[Exercise brief] List every line in the items below that contains the word "concrete", copying each such line in full. Treat the match as case-sensitive.

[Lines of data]
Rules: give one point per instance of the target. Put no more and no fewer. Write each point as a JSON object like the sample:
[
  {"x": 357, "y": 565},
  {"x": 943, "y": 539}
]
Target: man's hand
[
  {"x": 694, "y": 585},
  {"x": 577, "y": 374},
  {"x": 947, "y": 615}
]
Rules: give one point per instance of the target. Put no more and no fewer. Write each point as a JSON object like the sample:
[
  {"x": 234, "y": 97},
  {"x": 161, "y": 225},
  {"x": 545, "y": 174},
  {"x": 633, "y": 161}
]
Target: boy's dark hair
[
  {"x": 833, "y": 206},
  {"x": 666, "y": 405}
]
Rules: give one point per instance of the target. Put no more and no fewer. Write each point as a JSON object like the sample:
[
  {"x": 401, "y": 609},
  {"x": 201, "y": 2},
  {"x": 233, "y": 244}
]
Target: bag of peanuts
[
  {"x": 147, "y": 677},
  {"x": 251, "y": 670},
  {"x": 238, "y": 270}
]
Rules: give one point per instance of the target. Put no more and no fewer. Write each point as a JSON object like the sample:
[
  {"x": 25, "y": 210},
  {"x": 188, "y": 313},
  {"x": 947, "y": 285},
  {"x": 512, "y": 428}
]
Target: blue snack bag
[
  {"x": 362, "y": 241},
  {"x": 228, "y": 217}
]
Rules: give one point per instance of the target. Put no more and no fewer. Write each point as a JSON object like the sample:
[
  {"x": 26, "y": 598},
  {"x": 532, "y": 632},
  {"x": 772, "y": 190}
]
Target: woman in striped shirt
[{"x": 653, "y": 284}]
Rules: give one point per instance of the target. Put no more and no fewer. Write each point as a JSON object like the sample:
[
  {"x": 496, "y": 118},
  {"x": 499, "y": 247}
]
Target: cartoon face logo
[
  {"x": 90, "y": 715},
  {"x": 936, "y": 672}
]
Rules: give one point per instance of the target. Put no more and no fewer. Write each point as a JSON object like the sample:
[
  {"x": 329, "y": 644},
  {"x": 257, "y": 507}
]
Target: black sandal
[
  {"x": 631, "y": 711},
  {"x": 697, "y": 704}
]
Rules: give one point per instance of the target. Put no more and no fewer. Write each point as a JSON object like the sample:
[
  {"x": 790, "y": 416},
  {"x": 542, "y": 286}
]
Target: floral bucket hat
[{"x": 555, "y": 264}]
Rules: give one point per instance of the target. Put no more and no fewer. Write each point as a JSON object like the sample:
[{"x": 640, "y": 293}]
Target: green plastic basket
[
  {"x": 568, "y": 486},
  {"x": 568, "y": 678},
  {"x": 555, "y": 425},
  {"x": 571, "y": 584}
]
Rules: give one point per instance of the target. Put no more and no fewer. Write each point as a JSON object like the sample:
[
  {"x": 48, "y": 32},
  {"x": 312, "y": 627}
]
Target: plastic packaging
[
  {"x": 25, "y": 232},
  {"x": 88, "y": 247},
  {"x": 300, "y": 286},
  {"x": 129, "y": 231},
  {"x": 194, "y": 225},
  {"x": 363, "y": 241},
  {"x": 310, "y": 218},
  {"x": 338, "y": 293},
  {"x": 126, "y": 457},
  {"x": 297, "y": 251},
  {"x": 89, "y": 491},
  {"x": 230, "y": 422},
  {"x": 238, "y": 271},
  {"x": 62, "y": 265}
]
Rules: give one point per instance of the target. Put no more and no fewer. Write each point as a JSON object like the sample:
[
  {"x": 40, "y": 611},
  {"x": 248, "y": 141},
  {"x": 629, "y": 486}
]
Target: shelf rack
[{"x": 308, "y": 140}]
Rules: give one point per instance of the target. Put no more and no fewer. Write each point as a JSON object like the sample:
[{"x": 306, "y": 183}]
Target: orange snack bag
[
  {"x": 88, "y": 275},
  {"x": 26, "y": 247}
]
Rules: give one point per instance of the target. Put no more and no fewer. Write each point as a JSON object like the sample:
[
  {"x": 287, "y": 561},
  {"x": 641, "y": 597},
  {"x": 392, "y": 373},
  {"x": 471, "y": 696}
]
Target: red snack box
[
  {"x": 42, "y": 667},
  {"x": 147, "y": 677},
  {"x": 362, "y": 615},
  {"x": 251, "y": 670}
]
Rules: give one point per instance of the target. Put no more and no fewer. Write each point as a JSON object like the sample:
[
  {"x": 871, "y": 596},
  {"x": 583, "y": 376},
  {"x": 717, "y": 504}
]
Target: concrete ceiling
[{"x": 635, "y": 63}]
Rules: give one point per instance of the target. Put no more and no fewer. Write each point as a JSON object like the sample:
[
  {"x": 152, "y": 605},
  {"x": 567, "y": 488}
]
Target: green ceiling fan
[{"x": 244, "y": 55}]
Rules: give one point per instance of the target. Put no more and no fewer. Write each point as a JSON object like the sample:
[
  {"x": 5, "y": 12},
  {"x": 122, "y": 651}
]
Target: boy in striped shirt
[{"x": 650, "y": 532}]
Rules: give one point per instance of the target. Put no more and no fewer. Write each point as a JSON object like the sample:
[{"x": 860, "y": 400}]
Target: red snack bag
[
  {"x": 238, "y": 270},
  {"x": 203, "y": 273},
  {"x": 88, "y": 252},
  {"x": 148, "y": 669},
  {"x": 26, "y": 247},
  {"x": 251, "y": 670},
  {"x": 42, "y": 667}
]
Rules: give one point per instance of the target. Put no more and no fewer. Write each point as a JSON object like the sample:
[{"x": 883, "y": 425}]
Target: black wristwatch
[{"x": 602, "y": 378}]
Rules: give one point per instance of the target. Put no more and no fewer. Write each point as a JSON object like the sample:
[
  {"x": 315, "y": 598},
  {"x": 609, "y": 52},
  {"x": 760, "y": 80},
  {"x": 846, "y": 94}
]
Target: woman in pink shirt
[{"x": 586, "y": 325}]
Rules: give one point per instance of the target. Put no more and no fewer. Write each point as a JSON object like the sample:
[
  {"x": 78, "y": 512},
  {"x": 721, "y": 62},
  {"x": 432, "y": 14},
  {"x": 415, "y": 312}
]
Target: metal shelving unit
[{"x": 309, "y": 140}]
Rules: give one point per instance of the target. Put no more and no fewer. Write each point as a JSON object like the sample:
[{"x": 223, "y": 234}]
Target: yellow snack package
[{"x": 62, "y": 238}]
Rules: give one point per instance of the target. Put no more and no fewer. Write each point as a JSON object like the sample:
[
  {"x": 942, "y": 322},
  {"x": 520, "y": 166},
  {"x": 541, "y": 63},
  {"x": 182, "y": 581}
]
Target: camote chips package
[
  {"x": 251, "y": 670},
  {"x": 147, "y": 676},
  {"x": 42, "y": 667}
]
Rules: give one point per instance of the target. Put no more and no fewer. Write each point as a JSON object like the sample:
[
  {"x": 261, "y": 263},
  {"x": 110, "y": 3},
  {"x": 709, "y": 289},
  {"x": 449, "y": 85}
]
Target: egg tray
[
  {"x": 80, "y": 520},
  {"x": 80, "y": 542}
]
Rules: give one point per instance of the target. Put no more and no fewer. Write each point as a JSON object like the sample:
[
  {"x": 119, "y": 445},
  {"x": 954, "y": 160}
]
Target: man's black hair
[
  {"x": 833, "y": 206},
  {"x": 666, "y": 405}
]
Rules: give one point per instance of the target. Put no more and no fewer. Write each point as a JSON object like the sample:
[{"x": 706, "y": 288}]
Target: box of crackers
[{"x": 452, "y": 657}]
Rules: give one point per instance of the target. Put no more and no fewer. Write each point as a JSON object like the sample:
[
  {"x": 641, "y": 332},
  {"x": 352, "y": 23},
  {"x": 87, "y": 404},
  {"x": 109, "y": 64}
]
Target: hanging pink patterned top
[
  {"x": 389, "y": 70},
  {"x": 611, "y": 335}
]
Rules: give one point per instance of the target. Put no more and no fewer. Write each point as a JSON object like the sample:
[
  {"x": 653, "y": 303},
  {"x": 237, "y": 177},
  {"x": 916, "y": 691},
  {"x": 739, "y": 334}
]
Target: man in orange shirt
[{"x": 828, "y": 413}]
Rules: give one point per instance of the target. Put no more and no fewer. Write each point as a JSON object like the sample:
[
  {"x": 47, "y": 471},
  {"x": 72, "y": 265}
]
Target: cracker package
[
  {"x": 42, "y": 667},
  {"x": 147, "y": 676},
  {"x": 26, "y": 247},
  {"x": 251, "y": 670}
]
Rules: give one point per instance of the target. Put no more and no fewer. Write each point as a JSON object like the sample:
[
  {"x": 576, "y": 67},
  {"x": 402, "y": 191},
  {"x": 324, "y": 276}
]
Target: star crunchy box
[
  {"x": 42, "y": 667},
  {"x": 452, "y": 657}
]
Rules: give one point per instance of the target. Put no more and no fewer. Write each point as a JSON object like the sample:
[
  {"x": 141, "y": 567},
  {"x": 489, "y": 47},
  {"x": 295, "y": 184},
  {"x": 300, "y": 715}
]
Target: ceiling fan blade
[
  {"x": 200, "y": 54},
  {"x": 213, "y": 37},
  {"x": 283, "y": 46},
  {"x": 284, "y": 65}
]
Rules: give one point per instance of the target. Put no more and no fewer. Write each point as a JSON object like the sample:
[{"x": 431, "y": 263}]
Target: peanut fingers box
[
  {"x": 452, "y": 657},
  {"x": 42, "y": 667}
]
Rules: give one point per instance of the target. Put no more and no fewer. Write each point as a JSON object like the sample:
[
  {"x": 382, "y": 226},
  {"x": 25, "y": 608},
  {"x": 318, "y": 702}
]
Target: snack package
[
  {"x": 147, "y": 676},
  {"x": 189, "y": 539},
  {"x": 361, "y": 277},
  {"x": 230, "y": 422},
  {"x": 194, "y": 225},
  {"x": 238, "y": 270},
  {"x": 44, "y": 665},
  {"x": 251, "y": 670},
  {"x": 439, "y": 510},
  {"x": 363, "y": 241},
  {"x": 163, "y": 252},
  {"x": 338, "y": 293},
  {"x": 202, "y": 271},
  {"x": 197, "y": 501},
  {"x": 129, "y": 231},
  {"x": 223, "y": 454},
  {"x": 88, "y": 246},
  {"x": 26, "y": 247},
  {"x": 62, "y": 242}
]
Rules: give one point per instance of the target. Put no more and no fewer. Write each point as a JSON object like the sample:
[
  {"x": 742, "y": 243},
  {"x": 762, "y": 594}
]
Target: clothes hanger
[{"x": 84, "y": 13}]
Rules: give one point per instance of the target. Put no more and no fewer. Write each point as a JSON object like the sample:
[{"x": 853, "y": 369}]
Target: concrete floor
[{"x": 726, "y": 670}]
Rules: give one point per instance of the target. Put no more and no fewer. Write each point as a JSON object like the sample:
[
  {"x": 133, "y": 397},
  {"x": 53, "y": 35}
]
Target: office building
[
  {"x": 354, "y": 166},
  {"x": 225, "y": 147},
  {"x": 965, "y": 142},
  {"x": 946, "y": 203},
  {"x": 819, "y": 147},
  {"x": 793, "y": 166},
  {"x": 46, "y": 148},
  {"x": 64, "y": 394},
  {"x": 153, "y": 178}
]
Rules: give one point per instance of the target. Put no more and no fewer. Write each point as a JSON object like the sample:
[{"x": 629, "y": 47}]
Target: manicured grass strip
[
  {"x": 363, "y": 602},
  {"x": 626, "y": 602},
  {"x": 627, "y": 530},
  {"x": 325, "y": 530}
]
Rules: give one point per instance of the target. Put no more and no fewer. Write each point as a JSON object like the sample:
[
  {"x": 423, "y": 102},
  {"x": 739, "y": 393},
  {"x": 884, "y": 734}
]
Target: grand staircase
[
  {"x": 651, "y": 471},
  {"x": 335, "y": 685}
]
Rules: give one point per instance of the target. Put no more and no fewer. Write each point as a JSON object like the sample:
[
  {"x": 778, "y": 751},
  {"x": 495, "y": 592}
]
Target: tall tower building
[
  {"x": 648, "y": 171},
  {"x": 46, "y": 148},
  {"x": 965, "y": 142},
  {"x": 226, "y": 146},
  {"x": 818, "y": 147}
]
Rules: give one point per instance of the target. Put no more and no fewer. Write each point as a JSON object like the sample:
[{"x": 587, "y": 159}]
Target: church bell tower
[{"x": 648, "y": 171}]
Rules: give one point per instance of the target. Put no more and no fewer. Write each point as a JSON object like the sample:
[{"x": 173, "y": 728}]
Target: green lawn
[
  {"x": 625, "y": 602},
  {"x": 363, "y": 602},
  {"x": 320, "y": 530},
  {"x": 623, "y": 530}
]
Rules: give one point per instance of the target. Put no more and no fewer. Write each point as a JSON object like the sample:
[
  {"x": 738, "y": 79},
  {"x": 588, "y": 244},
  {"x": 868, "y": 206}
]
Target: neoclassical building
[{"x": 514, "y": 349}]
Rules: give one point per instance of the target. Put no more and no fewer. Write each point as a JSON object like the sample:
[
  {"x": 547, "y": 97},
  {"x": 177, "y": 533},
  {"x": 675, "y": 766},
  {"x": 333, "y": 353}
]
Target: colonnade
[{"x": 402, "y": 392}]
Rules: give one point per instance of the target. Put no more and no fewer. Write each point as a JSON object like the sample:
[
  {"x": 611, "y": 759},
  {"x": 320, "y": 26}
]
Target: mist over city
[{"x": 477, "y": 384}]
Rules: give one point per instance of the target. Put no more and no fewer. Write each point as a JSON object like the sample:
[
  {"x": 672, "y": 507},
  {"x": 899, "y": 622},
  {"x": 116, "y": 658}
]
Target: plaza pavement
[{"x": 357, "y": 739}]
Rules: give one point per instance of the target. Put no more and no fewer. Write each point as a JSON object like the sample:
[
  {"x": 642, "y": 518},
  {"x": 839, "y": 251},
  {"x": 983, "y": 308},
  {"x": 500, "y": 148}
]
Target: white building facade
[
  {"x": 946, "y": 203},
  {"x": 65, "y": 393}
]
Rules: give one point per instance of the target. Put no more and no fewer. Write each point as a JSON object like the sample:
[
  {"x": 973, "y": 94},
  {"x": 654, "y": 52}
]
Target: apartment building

[Final result]
Target: concrete ceiling
Target: concrete floor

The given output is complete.